• Instructions:
- A) Return the part of the Bayes classifier notes that begins at the words "Bayes Classifier" and stops after "or Bayesian network.", copied word for word.
- B) Translate this sentence from the Bayes classifier notes into Spanish: "Intuitively, you can think of the edges as reflecting a causal structure."

• Text extract:
***
What does each class "look" like?
Build a model of \(p(x|t)\)
Apply Bayes rule

Bayes Classifier

Given features \(x = [x_1,...,x_D]^T\), we want to compute class probabilities using Bayes Rule:

\[p(c|x) = \frac{p(x,c)}{p(x)} = \frac{p(x|c)p(c)}{p(x)}\]

or by text

\[\text{posterior} = \frac{\text{class likelihood} \times {\text{prior}}}{\text{Evidence}}\]

Bayes Nets

We can represent this model using an directed graphical model, or Bayesian network.

This graph structure means the joint distribution factorizes as a product of conditional distribution for each variable given its parent(s).

Intuitively, you can think of the edges as reflecting a causal structure. But mathematically, this doesn't hold without additional assumptions.

The parameters can be learned efficiently because the log-likelihood decomposes into independent terms for each feature.

\[\begin{align*} \mathcal l(\theta) &= \sum_{i=1}^N \log p(c^{(i)}, x^{(i)})\\ &= \sum_{i=1}^N \log\{p(x^{(i)}| c^{(i)})p(c^{(i)})\}\\ &= \sum_{i=1}^N \log\{p(c^{(i)}) \prod_{j=1}^D p(x_j^{(i)}| c^{(i)})\}\\ &= \sum_{i=1}^N \bigg[\log p(c^{(i)}) + \sum_{j=1}^D \log p(x_j^{(i)}|c^{(i)})\bigg]\\ &= \underset{\text{Bernoulli log-likelihood of labels}}{\sum_{i=1}^N \log p(c^{(i)})} + \underset{\text{Bernoulli log-likelihood for feature }x_j}{\sum_j^D\sum_i^N \log p(x_j^{(i)}|c^{(i)})} \end{align*}\]

Each of these log-likelihood terms depends on different set of parameters, so they can be optimized independently.
***
• Data section:
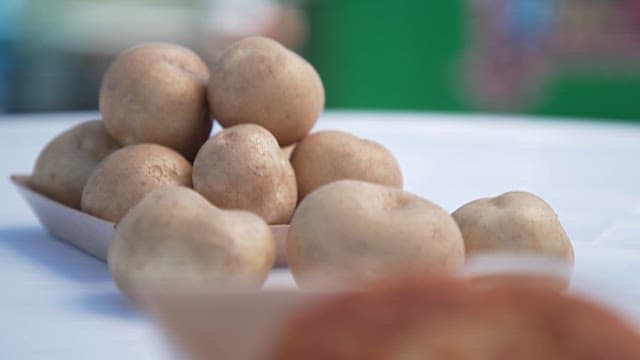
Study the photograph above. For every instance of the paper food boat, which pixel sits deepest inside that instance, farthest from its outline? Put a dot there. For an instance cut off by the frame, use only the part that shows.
(89, 233)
***
• Exercise answers:
- A)
Bayes Classifier

Given features \(x = [x_1,...,x_D]^T\), we want to compute class probabilities using Bayes Rule:

\[p(c|x) = \frac{p(x,c)}{p(x)} = \frac{p(x|c)p(c)}{p(x)}\]

or by text

\[\text{posterior} = \frac{\text{class likelihood} \times {\text{prior}}}{\text{Evidence}}\]

Bayes Nets

We can represent this model using an directed graphical model, or Bayesian network.

- B) Intuitivamente, puedes pensar que las aristas reflejan una estructura causal.